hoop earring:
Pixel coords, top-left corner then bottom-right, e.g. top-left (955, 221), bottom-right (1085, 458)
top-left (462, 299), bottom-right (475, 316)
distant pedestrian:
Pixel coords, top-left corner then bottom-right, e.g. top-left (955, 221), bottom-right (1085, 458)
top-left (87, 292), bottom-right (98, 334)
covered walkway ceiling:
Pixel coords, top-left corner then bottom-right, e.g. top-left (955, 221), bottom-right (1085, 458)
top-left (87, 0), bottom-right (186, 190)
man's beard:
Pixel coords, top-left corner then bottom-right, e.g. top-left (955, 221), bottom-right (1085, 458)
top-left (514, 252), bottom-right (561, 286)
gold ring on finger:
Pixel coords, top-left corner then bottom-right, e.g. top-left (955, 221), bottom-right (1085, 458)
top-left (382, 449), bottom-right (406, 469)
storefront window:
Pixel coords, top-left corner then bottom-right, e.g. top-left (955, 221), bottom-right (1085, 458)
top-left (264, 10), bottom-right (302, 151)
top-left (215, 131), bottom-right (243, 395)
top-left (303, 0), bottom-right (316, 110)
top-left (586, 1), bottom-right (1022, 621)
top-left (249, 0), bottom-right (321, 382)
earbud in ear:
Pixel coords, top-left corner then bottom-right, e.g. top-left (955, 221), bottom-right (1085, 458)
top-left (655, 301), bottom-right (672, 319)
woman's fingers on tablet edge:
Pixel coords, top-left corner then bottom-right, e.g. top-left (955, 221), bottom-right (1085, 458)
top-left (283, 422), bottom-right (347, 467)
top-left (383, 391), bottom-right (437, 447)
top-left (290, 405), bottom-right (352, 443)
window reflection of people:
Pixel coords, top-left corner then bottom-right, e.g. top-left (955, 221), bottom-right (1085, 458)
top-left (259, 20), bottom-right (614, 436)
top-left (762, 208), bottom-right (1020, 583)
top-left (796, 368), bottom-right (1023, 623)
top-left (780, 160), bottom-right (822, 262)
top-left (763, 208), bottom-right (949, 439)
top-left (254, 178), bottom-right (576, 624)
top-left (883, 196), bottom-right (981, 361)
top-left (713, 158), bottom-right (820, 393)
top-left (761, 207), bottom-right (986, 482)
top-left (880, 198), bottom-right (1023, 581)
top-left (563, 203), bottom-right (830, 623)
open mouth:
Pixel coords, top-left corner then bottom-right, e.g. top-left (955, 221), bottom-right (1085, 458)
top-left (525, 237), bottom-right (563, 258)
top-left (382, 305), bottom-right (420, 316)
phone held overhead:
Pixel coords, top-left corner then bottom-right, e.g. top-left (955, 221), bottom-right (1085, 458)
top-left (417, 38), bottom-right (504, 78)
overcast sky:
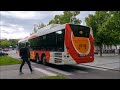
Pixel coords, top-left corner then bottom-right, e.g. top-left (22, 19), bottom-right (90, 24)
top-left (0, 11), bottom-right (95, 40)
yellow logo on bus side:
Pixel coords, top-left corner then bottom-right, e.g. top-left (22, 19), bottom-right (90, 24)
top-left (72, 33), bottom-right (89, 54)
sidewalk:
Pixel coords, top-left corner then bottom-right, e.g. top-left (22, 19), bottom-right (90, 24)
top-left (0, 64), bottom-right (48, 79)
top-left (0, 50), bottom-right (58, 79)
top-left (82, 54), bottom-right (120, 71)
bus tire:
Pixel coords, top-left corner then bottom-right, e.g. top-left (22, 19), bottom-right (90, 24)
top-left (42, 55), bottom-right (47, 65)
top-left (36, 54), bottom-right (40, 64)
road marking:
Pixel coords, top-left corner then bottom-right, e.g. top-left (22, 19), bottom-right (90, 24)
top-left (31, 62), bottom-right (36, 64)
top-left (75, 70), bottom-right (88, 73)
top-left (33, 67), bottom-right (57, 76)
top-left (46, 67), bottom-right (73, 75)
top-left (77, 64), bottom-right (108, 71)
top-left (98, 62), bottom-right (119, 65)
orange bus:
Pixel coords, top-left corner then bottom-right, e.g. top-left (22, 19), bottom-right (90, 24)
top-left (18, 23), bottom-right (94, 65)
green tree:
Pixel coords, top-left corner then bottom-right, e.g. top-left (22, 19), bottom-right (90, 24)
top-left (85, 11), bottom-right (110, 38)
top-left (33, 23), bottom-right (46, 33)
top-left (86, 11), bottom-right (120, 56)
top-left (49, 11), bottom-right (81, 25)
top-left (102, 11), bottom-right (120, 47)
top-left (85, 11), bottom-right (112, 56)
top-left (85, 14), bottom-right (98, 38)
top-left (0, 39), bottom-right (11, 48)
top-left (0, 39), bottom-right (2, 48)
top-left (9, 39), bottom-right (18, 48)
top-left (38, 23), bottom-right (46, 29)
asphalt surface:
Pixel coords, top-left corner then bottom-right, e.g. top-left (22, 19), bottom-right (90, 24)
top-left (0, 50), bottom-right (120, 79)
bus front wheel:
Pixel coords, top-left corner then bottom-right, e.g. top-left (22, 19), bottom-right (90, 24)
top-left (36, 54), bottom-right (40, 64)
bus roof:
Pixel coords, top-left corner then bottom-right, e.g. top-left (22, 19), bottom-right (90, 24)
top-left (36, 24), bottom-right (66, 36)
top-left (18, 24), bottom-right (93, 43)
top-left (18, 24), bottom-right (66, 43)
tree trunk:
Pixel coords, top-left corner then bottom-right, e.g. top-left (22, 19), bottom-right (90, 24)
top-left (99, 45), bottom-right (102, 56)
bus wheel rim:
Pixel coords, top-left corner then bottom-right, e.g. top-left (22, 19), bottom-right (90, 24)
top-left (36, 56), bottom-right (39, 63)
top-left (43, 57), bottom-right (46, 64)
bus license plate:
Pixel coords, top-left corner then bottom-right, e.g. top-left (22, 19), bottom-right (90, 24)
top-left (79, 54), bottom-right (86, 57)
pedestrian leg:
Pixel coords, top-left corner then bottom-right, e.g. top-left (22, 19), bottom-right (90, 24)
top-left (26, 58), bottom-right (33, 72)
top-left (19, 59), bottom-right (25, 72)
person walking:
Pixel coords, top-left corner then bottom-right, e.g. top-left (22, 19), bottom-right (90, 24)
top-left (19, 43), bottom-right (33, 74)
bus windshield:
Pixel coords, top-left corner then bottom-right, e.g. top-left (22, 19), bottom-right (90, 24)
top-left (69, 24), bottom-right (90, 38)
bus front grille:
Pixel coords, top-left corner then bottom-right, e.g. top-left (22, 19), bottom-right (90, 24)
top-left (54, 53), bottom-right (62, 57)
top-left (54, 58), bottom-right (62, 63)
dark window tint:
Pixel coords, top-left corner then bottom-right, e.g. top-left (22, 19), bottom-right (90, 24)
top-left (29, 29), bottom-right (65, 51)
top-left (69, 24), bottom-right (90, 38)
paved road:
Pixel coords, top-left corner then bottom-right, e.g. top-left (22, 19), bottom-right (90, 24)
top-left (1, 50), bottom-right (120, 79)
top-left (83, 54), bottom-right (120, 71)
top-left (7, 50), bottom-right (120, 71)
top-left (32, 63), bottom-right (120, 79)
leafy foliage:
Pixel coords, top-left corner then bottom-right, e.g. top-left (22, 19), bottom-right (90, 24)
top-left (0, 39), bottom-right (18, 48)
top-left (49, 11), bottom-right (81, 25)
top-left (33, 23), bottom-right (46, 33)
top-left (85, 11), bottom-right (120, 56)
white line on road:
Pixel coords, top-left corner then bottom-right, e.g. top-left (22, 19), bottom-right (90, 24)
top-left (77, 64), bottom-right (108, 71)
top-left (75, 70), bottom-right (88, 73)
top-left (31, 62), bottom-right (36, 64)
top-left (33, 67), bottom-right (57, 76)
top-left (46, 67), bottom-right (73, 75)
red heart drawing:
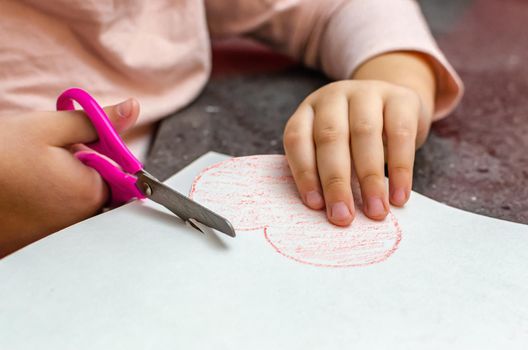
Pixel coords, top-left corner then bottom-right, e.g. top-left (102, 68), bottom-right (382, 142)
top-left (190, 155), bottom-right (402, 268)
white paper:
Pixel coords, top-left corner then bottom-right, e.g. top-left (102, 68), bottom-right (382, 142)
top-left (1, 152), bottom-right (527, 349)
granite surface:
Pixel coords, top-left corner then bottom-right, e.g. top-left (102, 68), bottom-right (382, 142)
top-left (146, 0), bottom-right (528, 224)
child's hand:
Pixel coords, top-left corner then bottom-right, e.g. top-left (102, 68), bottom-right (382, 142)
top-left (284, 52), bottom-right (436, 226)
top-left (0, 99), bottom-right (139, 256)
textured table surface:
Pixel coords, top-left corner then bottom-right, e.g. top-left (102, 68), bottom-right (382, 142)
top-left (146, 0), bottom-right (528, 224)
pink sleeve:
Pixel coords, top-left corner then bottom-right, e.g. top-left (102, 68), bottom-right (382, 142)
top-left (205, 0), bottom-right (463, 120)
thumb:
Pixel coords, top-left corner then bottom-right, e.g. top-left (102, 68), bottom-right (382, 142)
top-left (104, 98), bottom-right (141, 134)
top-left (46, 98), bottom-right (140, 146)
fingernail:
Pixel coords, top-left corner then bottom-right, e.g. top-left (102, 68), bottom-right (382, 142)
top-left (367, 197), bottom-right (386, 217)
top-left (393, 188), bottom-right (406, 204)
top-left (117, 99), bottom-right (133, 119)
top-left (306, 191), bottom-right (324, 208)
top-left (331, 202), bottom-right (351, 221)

# [Exercise details]
Print the lines above, unchanged, from the start of the records to the line with "gold ring on", including that final line.

# [Task answer]
hoop earring:
Pixel coords, top-left corner then bottom-right, e.g. top-left (955, 221), bottom-right (1085, 458)
top-left (462, 299), bottom-right (475, 316)
distant pedestrian:
Pixel coords, top-left corner then bottom-right, e.g. top-left (955, 221), bottom-right (1085, 458)
top-left (87, 292), bottom-right (98, 334)
covered walkway ceiling:
Pixel coords, top-left corner then bottom-right, e.g. top-left (955, 221), bottom-right (1085, 458)
top-left (87, 0), bottom-right (186, 190)
man's beard:
Pixel coords, top-left corner then bottom-right, e.g. top-left (955, 221), bottom-right (1085, 458)
top-left (514, 252), bottom-right (561, 286)
gold ring on finger:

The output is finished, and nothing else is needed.